Extract the passage of the article on Hugo Chávez's health starting with "Maduro’s disclosure came" and going on through "on state television.", copying it word for word.

- [Selected text]:

###

President Hugo Chávez has received more chemotherapy since a December operation in Cuba, the country’s vice president revealed late Friday night.
Vice President Nicolás Maduro said Chávez “continues his battle for life.” The ailing 58-year-old has not been seen or heard from since he returned to the country on Feb. 18.
The vice president quoted Chávez as saying he decided to return to Venezuela because he was entering “a new phase” of “more intense and tough” treatments and wanted to be in Caracas for them.
Maduro’s disclosure came after members of the government held a Mass on Friday at a new chapel built inside the military hospital in Caracas where Chávez is reportedly staying.
At the Mass, hymns were sung while images flashed across television screens of an angelic, glowing Chávez in his younger days. The Mass was broadcast live on state television.
Maduro’s offering of the most detailed rundown to date of Chávez’s post-operative struggle came hours after an accusation by opposition leader Henrique Capriles that the government has repeatedly lied about Chávez’s condition.
“We’ll see how they explain to the country in the (coming) days all the lies they’ve been telling about the president’s situation,” Capriles, whom Chávez defeated in Oct. 7 elections, said in a tweet.
Chávez has not been seen or heard from since going to Cuba for his fourth cancer surgery, except for a set of “proof of life” photos released Feb. 15 while he was still in Havana.
Little information has been revealed about Chávez’s cancer. The type of cancer is not known. Four operations have taken place since the cancer was announced in June 2011.
Maduro, 50, angrily countered demands for information on Chávez’s health. “Sadly, the opposition live in a world of hatred, wrongdoing, bad feelings and bad desires,” he said.
“Stop the attacks on the commander! Stop the rumors, stop trying to create instability!” Maduro added.
Chávez still remains popular with many in the country. At a government rally Wednesday, Manuel Castillo Trejo, 47, said, “My comandante will be back … He just needs to rest.”

###

(Stored data entries)
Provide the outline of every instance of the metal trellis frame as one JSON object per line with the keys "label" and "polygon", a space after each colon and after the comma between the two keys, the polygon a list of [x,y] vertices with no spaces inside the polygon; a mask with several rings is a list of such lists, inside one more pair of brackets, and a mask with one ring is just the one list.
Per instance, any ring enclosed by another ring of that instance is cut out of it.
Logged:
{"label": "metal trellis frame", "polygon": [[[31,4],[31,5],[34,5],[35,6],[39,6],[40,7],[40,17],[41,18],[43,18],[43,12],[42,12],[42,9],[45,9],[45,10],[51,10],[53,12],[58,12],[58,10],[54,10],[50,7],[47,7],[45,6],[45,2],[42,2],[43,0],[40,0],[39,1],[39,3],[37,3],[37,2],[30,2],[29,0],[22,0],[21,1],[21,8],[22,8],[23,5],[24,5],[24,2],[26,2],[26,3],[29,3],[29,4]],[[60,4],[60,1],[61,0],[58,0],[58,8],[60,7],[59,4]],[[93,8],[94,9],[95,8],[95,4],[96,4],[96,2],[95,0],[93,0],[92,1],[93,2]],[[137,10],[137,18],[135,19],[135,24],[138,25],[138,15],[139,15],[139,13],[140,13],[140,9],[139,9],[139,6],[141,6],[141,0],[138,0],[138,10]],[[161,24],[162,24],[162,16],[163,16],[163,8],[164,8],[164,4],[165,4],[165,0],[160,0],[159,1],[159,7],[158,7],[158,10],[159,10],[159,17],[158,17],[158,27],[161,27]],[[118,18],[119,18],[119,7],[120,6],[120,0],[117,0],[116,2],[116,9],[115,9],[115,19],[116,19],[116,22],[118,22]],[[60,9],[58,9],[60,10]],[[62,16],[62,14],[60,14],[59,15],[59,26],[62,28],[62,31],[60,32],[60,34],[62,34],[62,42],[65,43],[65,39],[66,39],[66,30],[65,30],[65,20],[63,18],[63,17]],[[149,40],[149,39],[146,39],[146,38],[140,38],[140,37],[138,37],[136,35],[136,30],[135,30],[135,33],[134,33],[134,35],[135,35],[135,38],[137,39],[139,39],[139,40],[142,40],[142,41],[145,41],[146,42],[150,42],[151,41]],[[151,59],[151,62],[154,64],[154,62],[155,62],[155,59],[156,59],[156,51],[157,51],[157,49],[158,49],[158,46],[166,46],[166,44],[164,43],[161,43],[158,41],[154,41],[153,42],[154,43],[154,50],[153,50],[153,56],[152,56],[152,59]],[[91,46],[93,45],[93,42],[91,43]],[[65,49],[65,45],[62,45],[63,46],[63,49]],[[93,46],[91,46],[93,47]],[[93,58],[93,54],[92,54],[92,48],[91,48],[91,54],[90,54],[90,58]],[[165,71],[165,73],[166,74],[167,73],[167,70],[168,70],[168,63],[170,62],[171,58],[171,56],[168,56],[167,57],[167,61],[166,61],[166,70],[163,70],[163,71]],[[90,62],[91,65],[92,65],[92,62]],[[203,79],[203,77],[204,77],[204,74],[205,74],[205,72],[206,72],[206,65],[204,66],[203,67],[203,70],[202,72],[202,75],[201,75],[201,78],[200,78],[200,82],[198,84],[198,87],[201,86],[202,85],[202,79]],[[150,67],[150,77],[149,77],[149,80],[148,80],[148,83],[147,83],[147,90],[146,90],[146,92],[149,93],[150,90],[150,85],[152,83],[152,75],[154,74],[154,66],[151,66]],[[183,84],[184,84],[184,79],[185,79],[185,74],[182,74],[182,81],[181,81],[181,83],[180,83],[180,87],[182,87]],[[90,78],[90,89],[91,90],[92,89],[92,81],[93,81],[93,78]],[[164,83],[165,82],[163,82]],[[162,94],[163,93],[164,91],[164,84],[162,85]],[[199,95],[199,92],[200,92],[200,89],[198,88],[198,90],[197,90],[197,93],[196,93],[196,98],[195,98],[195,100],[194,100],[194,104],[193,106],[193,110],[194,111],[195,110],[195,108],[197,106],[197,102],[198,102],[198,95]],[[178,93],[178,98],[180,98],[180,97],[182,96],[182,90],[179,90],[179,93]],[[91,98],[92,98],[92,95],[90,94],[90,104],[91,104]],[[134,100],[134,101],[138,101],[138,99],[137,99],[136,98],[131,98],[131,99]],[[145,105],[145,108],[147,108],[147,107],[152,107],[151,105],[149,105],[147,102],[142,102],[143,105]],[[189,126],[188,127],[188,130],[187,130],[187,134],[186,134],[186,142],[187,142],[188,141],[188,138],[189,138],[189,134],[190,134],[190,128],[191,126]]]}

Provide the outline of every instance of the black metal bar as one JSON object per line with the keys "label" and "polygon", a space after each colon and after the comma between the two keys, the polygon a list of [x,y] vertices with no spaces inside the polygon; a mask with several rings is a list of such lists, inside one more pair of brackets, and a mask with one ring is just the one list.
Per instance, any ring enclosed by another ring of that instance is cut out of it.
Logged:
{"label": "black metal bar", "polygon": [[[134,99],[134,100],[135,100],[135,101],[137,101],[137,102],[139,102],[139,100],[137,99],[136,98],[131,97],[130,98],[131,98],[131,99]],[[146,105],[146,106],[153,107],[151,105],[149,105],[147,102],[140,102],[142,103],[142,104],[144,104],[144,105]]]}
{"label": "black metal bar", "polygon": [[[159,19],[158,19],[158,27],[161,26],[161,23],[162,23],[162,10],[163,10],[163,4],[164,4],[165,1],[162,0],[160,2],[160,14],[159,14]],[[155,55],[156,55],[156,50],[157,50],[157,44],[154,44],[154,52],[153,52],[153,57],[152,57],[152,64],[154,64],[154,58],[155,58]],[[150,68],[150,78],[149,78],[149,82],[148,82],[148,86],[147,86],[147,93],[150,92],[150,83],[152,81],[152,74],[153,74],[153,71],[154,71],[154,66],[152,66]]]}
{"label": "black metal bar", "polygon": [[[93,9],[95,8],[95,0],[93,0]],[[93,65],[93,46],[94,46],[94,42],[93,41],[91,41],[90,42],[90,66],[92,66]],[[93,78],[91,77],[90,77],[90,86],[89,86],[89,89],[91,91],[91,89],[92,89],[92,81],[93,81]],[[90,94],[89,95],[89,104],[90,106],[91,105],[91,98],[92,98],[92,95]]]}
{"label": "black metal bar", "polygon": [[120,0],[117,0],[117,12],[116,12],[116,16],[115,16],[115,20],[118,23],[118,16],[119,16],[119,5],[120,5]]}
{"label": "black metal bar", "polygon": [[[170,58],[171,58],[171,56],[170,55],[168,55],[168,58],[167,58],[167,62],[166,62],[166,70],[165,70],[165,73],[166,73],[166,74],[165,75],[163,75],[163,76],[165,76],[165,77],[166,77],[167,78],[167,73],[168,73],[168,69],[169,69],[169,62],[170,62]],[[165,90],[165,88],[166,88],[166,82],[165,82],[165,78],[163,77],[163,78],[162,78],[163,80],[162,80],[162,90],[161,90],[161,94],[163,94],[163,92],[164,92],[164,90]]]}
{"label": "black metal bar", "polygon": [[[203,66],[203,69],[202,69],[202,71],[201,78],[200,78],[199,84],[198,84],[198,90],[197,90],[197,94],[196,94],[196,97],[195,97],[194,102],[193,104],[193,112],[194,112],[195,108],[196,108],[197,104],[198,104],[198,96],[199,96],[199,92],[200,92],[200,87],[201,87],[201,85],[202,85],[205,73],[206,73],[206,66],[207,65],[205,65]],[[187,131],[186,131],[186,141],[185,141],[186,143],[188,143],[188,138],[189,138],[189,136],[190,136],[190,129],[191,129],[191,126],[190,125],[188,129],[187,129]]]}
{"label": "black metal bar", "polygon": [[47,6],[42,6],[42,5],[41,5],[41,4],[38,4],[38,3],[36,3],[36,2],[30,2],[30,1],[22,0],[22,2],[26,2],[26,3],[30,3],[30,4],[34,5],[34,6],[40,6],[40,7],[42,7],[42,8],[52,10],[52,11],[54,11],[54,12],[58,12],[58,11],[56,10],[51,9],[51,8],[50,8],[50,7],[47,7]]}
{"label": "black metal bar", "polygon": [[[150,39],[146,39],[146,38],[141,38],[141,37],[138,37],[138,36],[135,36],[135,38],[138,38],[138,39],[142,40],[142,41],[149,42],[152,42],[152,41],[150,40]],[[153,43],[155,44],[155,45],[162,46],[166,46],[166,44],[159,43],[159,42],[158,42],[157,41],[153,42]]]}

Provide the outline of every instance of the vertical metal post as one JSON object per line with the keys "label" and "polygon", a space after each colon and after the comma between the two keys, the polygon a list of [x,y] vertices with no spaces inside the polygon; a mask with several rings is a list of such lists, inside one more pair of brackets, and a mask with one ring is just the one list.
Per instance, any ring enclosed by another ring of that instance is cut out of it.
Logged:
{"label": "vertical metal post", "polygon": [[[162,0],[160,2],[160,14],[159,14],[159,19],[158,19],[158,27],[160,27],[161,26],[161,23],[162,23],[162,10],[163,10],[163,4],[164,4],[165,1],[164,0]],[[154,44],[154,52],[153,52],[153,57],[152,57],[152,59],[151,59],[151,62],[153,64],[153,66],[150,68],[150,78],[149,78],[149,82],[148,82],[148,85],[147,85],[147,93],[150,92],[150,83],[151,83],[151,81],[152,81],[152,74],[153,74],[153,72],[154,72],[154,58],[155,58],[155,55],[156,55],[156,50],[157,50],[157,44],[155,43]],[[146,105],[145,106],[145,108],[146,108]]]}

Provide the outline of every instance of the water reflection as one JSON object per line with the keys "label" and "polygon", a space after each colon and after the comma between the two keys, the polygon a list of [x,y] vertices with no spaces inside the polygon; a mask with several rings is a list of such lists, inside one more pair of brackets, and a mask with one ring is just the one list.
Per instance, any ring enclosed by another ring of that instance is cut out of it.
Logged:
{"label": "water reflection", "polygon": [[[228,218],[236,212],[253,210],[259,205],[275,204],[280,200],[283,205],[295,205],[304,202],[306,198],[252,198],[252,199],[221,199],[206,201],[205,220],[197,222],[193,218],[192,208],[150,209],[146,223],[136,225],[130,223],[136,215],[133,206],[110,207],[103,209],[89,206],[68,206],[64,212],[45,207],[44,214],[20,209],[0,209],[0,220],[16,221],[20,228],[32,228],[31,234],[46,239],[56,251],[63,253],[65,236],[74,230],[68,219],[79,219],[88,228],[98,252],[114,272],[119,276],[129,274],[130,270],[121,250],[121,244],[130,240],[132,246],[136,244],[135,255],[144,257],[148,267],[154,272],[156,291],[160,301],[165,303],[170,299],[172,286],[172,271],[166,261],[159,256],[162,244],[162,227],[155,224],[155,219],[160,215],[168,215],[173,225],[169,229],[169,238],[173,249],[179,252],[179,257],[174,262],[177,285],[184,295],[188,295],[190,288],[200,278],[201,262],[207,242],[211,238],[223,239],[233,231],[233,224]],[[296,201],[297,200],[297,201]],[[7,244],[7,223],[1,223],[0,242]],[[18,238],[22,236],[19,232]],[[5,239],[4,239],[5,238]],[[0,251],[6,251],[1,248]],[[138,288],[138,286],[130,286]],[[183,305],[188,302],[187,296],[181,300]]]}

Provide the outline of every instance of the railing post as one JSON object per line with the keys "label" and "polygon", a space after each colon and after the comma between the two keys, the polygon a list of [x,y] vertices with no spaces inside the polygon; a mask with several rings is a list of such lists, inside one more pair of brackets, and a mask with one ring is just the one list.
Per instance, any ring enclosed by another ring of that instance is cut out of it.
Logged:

###

- [Task result]:
Maduro’s disclosure came after members of the government held a Mass on Friday at a new chapel built inside the military hospital in Caracas where Chávez is reportedly staying.
At the Mass, hymns were sung while images flashed across television screens of an angelic, glowing Chávez in his younger days. The Mass was broadcast live on state television.